Document segment:
┏━━

Everyone made different dishes and they were all really good. When we pick a nation at random and all try to cook food from it, the results can be mixed. This time the foot was great – even though my mouth ulcers are just about clearing up and my taste buds don’t seem to be working (everything tastes strongly of salt and I can’t taste sweet food for some reason) – anyway, here are a couple of recipes:

Baked fish

6 Red Snapper fillets
1 tablespoon lime juice
1 cup olive oil (we used about half as much oil)
1 whole onion minced
1 cup fresh tomatoes with skin and seeds
½ cup pimentos cut into strips
1 tablespoon parsley finely chopped
2 tablespoons breadcrumbs
salt and pepper

Preheat oven 350 degrees
Season the fillets in the lime, salt and pepper and leave in a dish to marinade
Medium frying pan with the oil and sauté the onions, tomatoes and pimentos until a sauce-like consistency is obtained
Pour the sauce on the fish, sprinkle with breadcrumbs and parsley
Bake at 350 degrees for 25 minutes, serve hot

Aubergine (Adobo)

5 cups diced aubergines (1-1.5 inch cubes)
1 pinch of salt
1/3 cup vegetable oil
1/3 cup soy sauce
¼ cup red wine vinegar
6 cloves crushed garlic
½ teaspoon fresh ground pepper

Spread aubergine with salt put on paper towel to drain for 30 mins, rinse and pat dry
In a non stick pan – fry with small amount of oil, brown and set to one side
In a small saucepan simmer soy sauce, vinegar, garlic and pepper for 5 mins
Add aubergines, cover and cook on a low heat for approx 7 minutes, stirring occasionally
Serve hot

Monday Lisa and I both had dentists appointments. Lisa has always had a good dentist – she got to watch films on a pair of futuristic glasses while they did her work – but now that dentist has gone private so she’s got a new one.

Not mine though, and a good job too. My dentist ended up giving me a filling without anaesthetic the first time I met her – or rather she gave me three anaesthetic injections none of which had any effect beyond paralysing my face.

I haven’t had a filling since, but this time, she decided that although there was nothing wrong with it, one of my fillings needs replacing – at a cost of £200. I suppose it’s good in a way – hopefully this one will be less painful and I won’t have to dread dentists so much….

Footprints and rucksacks
Reading more of my new book, the author has moved onto talking about mining – basically calculating (and I love a good formula) his rucksack.

┗━━

Dataset:
┏━━

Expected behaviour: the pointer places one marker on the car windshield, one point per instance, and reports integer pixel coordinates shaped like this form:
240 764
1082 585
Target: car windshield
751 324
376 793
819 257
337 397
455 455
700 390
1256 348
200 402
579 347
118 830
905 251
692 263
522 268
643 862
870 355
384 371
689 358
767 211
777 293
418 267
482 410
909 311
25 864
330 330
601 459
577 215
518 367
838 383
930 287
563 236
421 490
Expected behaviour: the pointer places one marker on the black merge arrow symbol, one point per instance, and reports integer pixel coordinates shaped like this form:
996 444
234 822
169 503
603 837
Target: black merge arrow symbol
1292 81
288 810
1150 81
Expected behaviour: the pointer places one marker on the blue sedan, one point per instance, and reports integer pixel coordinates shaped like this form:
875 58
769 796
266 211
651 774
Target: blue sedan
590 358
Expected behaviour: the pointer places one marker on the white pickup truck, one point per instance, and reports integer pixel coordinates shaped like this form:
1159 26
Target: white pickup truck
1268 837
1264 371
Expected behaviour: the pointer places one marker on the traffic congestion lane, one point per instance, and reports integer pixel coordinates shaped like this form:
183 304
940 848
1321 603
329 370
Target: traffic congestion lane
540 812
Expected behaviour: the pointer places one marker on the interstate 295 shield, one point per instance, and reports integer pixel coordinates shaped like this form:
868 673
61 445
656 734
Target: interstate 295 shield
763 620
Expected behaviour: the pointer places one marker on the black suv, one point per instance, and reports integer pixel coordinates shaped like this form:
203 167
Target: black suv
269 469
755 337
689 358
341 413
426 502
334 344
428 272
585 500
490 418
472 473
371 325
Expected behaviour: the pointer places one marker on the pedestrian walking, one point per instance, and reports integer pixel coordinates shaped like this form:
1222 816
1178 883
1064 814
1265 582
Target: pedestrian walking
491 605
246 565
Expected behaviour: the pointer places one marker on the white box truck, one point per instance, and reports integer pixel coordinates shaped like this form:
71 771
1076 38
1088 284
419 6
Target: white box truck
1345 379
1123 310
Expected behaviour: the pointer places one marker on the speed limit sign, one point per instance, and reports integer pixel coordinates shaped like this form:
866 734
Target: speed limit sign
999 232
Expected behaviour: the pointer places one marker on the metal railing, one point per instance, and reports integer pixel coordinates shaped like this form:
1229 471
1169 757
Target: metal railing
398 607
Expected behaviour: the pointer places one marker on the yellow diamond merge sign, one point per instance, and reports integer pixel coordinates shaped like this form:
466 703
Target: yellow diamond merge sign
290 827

┗━━

Direction 1:
Revise the cooking and dentist passage starting at "Spread aubergine with" and ending at "got a new one.", with "simmer" changed to "boil".
Direction 2:
Write what comes next in the cooking and dentist passage, picking up after its final sentence.
The records are separate from the cooking and dentist passage.

Result 1:
Spread aubergine with salt put on paper towel to drain for 30 mins, rinse and pat dry
In a non stick pan – fry with small amount of oil, brown and set to one side
In a small saucepan boil soy sauce, vinegar, garlic and pepper for 5 mins
Add aubergines, cover and cook on a low heat for approx 7 minutes, stirring occasionally
Serve hot

Monday Lisa and I both had dentists appointments. Lisa has always had a good dentist – she got to watch films on a pair of futuristic glasses while they did her work – but now that dentist has gone private so she’s got a new one.

Result 2:
Rucksack isn’t a term I’d heard before, but basically a product’s rucksack is the amount of mining that’s done to produce it – so for an aluminium can, there’s something like 2kg of material mined out of the Earth to produce it (unless it’s recycled) but for a gold ring, there’s something like 2 tonnes of rock that’s had to be taken out and crushed to create enough gold to fashion it (with all the pollution, wasted water, and other environmental damage that this means – not to mention the danger faced by the miners).

Apparently we all carry round an annual rucksack of about 50 tonnes… in other words 50 tonnes of rock get taken out of the earth and ground down every year to give us our stuff – 15 tonnes of coal and oil provide the electricity we use, 9 tonnes go into the buildings we inhabit… and so it goes on.

Anything to be done about that?.... hmmm… not sure.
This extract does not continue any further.